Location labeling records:
>>>
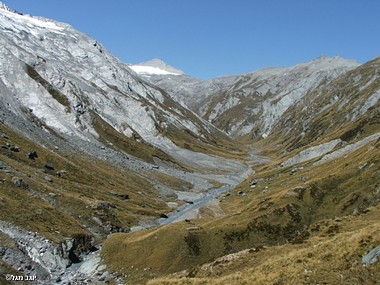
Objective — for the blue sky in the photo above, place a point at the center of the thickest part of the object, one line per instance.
(210, 38)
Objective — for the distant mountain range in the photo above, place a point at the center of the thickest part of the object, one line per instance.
(106, 167)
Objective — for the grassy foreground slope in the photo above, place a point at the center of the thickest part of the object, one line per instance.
(306, 222)
(301, 214)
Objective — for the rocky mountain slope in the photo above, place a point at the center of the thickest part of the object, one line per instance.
(108, 177)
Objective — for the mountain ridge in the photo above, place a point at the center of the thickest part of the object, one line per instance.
(107, 175)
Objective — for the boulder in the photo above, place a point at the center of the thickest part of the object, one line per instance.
(19, 182)
(49, 166)
(32, 155)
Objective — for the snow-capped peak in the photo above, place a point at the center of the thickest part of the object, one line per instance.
(6, 8)
(155, 67)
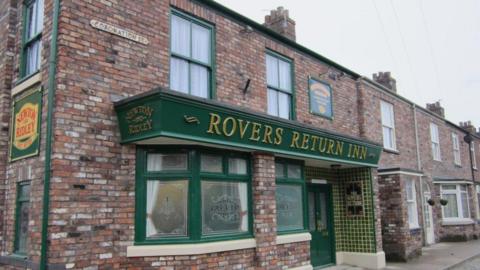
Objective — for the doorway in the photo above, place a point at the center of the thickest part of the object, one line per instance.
(320, 218)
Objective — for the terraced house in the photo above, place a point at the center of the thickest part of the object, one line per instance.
(182, 135)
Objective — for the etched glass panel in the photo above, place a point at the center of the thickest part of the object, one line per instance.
(237, 166)
(224, 207)
(166, 211)
(289, 207)
(211, 163)
(166, 162)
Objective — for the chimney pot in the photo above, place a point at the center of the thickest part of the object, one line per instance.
(280, 22)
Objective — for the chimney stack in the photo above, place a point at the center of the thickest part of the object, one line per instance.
(468, 127)
(436, 108)
(280, 22)
(385, 79)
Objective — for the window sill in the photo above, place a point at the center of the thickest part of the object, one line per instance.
(27, 83)
(293, 238)
(189, 249)
(459, 221)
(391, 151)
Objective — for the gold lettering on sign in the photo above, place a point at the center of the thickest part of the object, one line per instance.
(118, 31)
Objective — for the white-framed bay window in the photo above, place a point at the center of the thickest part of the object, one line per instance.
(388, 125)
(456, 150)
(411, 203)
(458, 206)
(435, 138)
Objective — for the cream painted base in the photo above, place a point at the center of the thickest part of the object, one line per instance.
(367, 260)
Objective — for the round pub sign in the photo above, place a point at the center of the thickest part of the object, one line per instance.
(26, 125)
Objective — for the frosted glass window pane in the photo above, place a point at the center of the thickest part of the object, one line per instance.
(166, 211)
(211, 163)
(294, 171)
(451, 209)
(180, 39)
(279, 170)
(283, 105)
(272, 99)
(285, 79)
(200, 43)
(289, 207)
(166, 162)
(465, 210)
(272, 71)
(224, 207)
(199, 81)
(179, 75)
(237, 166)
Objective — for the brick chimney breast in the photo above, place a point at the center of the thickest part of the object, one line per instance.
(436, 108)
(280, 22)
(386, 79)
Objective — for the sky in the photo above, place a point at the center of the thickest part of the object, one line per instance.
(431, 47)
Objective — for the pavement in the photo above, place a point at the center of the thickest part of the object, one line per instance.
(441, 256)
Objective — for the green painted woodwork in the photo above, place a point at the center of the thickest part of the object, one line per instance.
(195, 177)
(355, 233)
(26, 124)
(288, 183)
(322, 245)
(163, 113)
(21, 216)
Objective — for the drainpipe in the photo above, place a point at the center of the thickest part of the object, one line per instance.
(419, 167)
(52, 66)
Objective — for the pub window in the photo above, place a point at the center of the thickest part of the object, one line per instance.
(456, 150)
(279, 86)
(435, 142)
(192, 196)
(457, 206)
(21, 220)
(191, 55)
(32, 37)
(388, 125)
(290, 196)
(411, 203)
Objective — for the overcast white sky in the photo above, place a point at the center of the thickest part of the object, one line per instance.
(432, 47)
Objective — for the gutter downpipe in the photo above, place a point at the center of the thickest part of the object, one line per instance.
(49, 138)
(419, 167)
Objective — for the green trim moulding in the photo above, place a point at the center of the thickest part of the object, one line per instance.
(165, 113)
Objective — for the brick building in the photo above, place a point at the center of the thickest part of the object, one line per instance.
(180, 134)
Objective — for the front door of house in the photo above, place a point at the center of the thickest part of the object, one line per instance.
(429, 229)
(320, 215)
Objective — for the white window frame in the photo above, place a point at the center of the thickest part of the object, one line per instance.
(474, 158)
(385, 125)
(412, 216)
(458, 194)
(435, 139)
(457, 160)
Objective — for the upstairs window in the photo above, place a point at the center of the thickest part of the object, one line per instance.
(388, 125)
(474, 158)
(279, 86)
(412, 204)
(456, 150)
(32, 38)
(191, 56)
(435, 142)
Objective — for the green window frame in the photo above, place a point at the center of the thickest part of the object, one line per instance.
(279, 85)
(22, 213)
(287, 183)
(33, 13)
(230, 216)
(190, 64)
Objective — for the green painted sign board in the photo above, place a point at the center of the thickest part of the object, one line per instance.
(165, 113)
(26, 117)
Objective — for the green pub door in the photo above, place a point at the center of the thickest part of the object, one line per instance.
(320, 218)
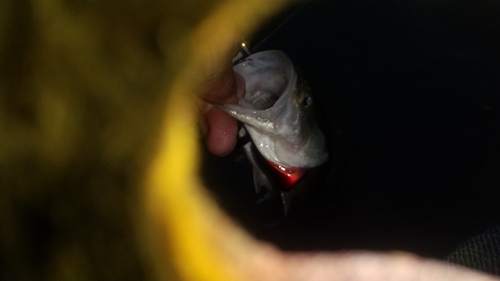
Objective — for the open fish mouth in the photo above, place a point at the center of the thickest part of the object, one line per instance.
(278, 112)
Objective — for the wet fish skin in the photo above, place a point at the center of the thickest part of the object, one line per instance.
(279, 113)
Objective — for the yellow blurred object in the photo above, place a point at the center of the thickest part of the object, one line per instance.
(204, 243)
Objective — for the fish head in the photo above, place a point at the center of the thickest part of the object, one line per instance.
(278, 111)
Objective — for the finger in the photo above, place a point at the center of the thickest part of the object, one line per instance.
(220, 131)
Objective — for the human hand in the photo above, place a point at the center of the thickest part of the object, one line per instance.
(220, 129)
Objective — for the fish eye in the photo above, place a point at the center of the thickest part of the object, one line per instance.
(307, 101)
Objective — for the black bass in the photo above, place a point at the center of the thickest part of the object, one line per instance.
(278, 112)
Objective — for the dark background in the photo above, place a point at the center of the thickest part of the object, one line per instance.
(412, 94)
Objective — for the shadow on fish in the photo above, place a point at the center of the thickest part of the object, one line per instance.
(287, 146)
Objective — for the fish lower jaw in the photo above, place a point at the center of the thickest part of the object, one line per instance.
(286, 177)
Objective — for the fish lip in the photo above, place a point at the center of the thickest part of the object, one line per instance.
(286, 177)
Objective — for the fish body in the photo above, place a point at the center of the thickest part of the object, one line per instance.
(279, 114)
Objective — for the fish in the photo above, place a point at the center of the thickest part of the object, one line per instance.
(278, 112)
<<<
Given instruction =
Write out all the entries exactly, except for the pictures.

Solution =
Objective — for the blue sky in the photo above, place a point at the center of the thickest part of the object, one line per instance.
(210, 38)
Objective — for the distant mountain range in the photo above, place a point at the center of the thickest part of the object, one line per instance.
(106, 167)
Objective — for the grassy foreground slope in the photo above, place a point at the center of the thickest part of the object, one line per instance.
(306, 222)
(301, 214)
Objective — for the rocky mountain slope in the photo above, place a point at the center of the thickest part of the object, one line per instance.
(108, 177)
Objective — for the mountain ridge in the photo above, place a point at the center of the thickest part of the object, one line per instance.
(107, 175)
Objective — for the boulder in the photo above, place a point at the center of the thickest part of the object, one line per instance.
(19, 182)
(49, 166)
(32, 155)
Objective — for the snow-capped peak in the photo above, place a point at the center of the thickest part of the object, one line per instance.
(6, 8)
(155, 67)
Objective — for the doorway in the photo above, place a point at the center of the thickest part of the object, one line per instance.
(320, 218)
Objective — for the terraced house in the photo above, place a point at the center of the thickest part of the object, one line per instance.
(182, 135)
Objective — for the etched glass panel in the photo above, place a point at the center of the thickest part of the object, one line per instance.
(237, 166)
(224, 207)
(166, 211)
(289, 207)
(211, 163)
(166, 162)
Objective — for the chimney pot in the photo above, place a point at the center of the thickest part of the object, one line per instance.
(280, 22)
Objective — for the chimney stack in the photo above, place a point at the center of the thickest part of the object, one line per instance.
(468, 127)
(436, 108)
(280, 22)
(385, 79)
Objective — for the window sill in the photo above, place a point at the center of the thickest part of the object, one line per instance.
(27, 83)
(293, 238)
(189, 249)
(459, 221)
(391, 151)
Objective — for the gold lettering on sign in the photo above, place a point at the center of the thickest part of the object, one line per instance.
(118, 31)
Objective — for the white-framed bay window in the photo above, place a point at the center of the thickest part of the object, one line per instance.
(388, 125)
(456, 150)
(411, 203)
(458, 206)
(435, 138)
Objective — for the cream painted base in the photo above, place a point at the center of the thickest part of the object, one line per instance.
(367, 260)
Objective — for the round pub sign in the photo above, place a point at the center of the thickest part of the object, one line per instance.
(26, 125)
Objective — for the frosted glass window pane in the photo above, place a point at the center of the thickest part of the object, one line per instance.
(166, 211)
(211, 163)
(294, 171)
(451, 209)
(180, 39)
(279, 170)
(283, 105)
(272, 99)
(285, 79)
(200, 43)
(289, 207)
(166, 162)
(465, 210)
(272, 71)
(224, 207)
(199, 81)
(179, 75)
(237, 166)
Objective — for the brick chimney breast in the photo above, place a point at the center of the thickest part of the object, one line per instance.
(436, 108)
(280, 22)
(386, 79)
Objective — for the sky in the photo above, place a point at the center of the thickest part of the object, one line per instance.
(431, 47)
Objective — for the pavement in the photo above, place a point at the center of the thickest part of the object, one line per instance.
(441, 256)
Objective — for the green painted woodwork in the photo above, place a point at the center of the thickest part of the object, one line per instance.
(195, 177)
(355, 233)
(26, 124)
(288, 183)
(322, 245)
(163, 113)
(21, 216)
Objective — for the drainpipe in the photo above, place a point at the center of the thickest part of the object, one line per instance.
(419, 167)
(52, 66)
Objective — for the pub window in the photo above, place a point at the center of the thickest part of the object, one line per instance.
(456, 150)
(279, 86)
(435, 142)
(192, 196)
(457, 206)
(21, 220)
(191, 55)
(32, 37)
(388, 125)
(290, 196)
(411, 203)
Objective — for the overcast white sky in the photo above, place a point at the center of the thickest part of the object, one line per instance.
(432, 47)
Objective — for the gutter downpipe in the photo above, place a point at the center of the thickest part of the object, one line per instance.
(49, 138)
(419, 167)
Objective — for the green trim moulding in the photo above, place a point at the center of the thickest part of the object, one line per instance.
(165, 113)
Objective — for the brick building in the photo above, place a point at the center of the thickest part of the object, one line per instance.
(180, 134)
Objective — for the front door of house in the photo above, place a point at the center of the thickest part of the object, one line per instance.
(429, 229)
(320, 215)
Objective — for the white window frame in the photo above, place a point at the center of the thickest part of the object, one line per instance.
(474, 158)
(385, 125)
(412, 216)
(458, 194)
(435, 139)
(457, 160)
Objective — for the upstairs window in the photo above, place a point at the center of the thickest part of the object, one line per instance.
(388, 125)
(474, 158)
(279, 86)
(412, 204)
(456, 150)
(32, 38)
(191, 56)
(435, 142)
Objective — for the green window frame in the photo above, place a point at the center of the thickest part of the object, one line per instance.
(279, 85)
(22, 213)
(287, 183)
(33, 13)
(230, 216)
(190, 64)
Objective — for the green painted sign board in the photo above, place a point at the center of the thickest part of the object, one line per instance.
(165, 113)
(26, 117)
Objective — for the green pub door in the photo above, place a point at the center of the thickest part of the object, one line per instance.
(320, 218)
Objective — for the open fish mouth in the photo above, place a point at the center of the thickest part of the object, one line per instance.
(278, 112)
Objective — for the wet fish skin in the photo above, place a point at the center of the thickest part of the object, one line per instance.
(279, 113)
Objective — for the yellow blurred object in the photo above, place a point at the center of the thickest part of the object, one line per instance.
(204, 243)
Objective — for the fish head in the photo above, place a point at the center of the thickest part of the object, one line per instance.
(278, 111)
Objective — for the finger in the photo above, place a point at the center of the thickest part of the object, one line per instance.
(220, 131)
Objective — for the human hand in the photo above, place a point at the center of the thickest part of the object, one line per instance.
(220, 129)
Objective — for the fish eye in the photo above, place a point at the center of the thickest part of the object, one line per instance.
(307, 101)
Objective — for the black bass in the photo above, place a point at the center of the thickest part of the object, one line per instance.
(278, 112)
Objective — for the dark background in the photo above, place a point at the center of the thickest part of the object, one line per instance.
(412, 94)
Objective — for the shadow on fish in the photo above, place a point at the center of the thickest part of the object, one line per instance.
(287, 146)
Objective — for the fish lower jaw in the photo above, place a point at the center of the thickest part of the object, one line per instance.
(286, 177)
Objective — for the fish lip in the photo above, place a point at the center of the thickest part of the object, one line per instance.
(286, 177)
Objective — for the fish body in the photo above, place a point at the center of the thickest part of the object, one line per instance.
(279, 114)
Objective — for the fish in the photo above, place a point at the center of the thickest part of the object, one line per instance.
(278, 112)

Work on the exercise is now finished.